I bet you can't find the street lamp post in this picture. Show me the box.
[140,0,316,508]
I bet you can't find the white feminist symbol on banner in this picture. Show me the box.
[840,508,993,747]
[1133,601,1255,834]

- - - - -

What to produce: Copy each of the records above word for word, with no changes.

Result for this exercise:
I bet you can't find the street lamp post in this picture. Show me the box.
[140,0,316,508]
I bet you can't find the white feminist symbol on banner in this picture. Show me the box.
[840,508,993,747]
[1133,601,1255,834]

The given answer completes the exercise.